=== Required action ===
The word "rough": in how many lines of the records does it appear? Reply with the number alone.
=-=-=
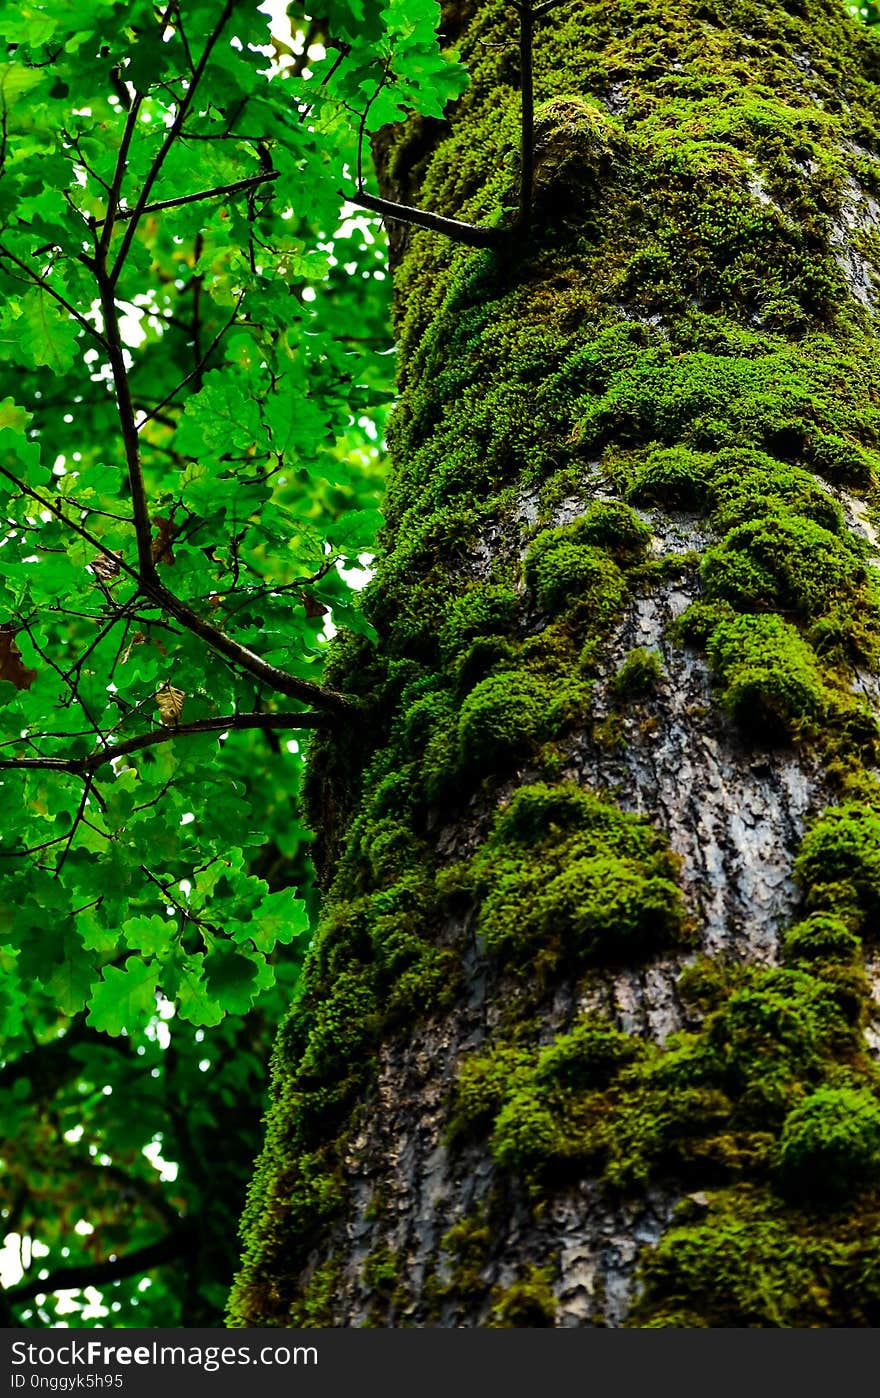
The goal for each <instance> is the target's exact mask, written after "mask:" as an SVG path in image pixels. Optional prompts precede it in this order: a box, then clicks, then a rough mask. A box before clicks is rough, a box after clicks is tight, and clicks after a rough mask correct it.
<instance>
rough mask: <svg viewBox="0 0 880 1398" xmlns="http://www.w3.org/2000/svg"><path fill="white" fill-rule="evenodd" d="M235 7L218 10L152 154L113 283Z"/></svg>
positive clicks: (117, 274)
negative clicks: (171, 117) (163, 167)
mask: <svg viewBox="0 0 880 1398" xmlns="http://www.w3.org/2000/svg"><path fill="white" fill-rule="evenodd" d="M234 8H235V0H227V3H225V4H224V7H222V10H221V14H220V18H218V20H217V24H215V25H214V29H213V31H211V34H210V36H208V39H207V42H206V45H204V49H203V50H201V57H200V59H199V62H197V64H196V69H194V71H193V77H192V81H190V84H189V87H187V89H186V92H185V94H183V96H182V99H180V105H179V106H178V110H176V115H175V119H173V122H172V123H171V126H169V127H168V131H166V133H165V140H164V141H162V144H161V147H159V150H158V151H157V155H155V158H154V161H152V165H151V166H150V171H148V173H147V178H146V180H144V183H143V187H141V192H140V196H139V199H137V204H136V206H134V208H133V210H132V214H130V217H129V222H127V228H126V231H125V235H123V239H122V243H120V246H119V252H118V253H116V261H115V263H113V270H112V271H111V281H112V282H116V281H118V280H119V274H120V271H122V268H123V266H125V260H126V257H127V256H129V249H130V246H132V242H133V240H134V233H136V231H137V225H139V222H140V218H141V214H143V212H144V210H146V207H147V204H148V203H150V193H151V190H152V186H154V185H155V182H157V179H158V178H159V173H161V169H162V165H164V164H165V157H166V155H168V152H169V150H171V148H172V145H173V143H175V141H176V138H178V134H179V131H180V127H182V126H183V122H185V120H186V116H187V112H189V109H190V106H192V103H193V98H194V96H196V91H197V88H199V82H200V80H201V75H203V73H204V70H206V67H207V63H208V59H210V56H211V52H213V49H214V45H215V43H217V41H218V39H220V35H221V34H222V31H224V28H225V25H227V21H228V20H229V15H231V14H232V10H234Z"/></svg>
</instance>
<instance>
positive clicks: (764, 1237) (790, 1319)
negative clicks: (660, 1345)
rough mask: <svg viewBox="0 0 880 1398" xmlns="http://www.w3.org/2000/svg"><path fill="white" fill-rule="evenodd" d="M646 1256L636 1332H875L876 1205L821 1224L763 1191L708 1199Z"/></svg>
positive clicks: (876, 1214) (666, 1233) (876, 1304)
mask: <svg viewBox="0 0 880 1398" xmlns="http://www.w3.org/2000/svg"><path fill="white" fill-rule="evenodd" d="M690 1212H691V1215H695V1216H691V1219H690V1220H688V1222H683V1223H680V1225H679V1226H676V1225H673V1227H672V1229H669V1232H667V1233H666V1234H665V1236H663V1237H662V1239H660V1241H659V1243H658V1244H656V1247H655V1248H652V1250H649V1251H646V1253H645V1255H644V1261H642V1292H641V1296H639V1299H638V1300H637V1304H635V1307H634V1310H632V1314H631V1316H630V1318H628V1321H627V1324H628V1325H632V1327H638V1328H666V1327H677V1325H679V1324H680V1323H681V1318H684V1321H686V1324H687V1325H695V1324H702V1325H708V1327H712V1328H726V1327H734V1328H737V1327H767V1328H786V1329H788V1328H797V1327H803V1328H816V1327H820V1328H824V1327H830V1325H839V1324H844V1325H853V1327H858V1325H876V1324H877V1321H879V1318H880V1286H879V1285H877V1278H879V1274H877V1244H876V1232H874V1230H876V1222H877V1209H876V1205H866V1202H865V1201H863V1202H862V1213H860V1216H853V1213H849V1215H844V1216H838V1218H821V1216H816V1215H813V1213H810V1212H803V1211H785V1212H783V1211H781V1208H779V1201H778V1199H776V1198H775V1197H774V1194H772V1192H771V1191H769V1190H768V1188H767V1187H765V1186H757V1187H755V1186H739V1187H737V1188H732V1190H725V1191H722V1192H719V1194H714V1195H711V1197H709V1198H708V1199H707V1204H705V1206H704V1208H694V1206H693V1205H691V1206H690Z"/></svg>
=-=-=
=== Exercise output ===
3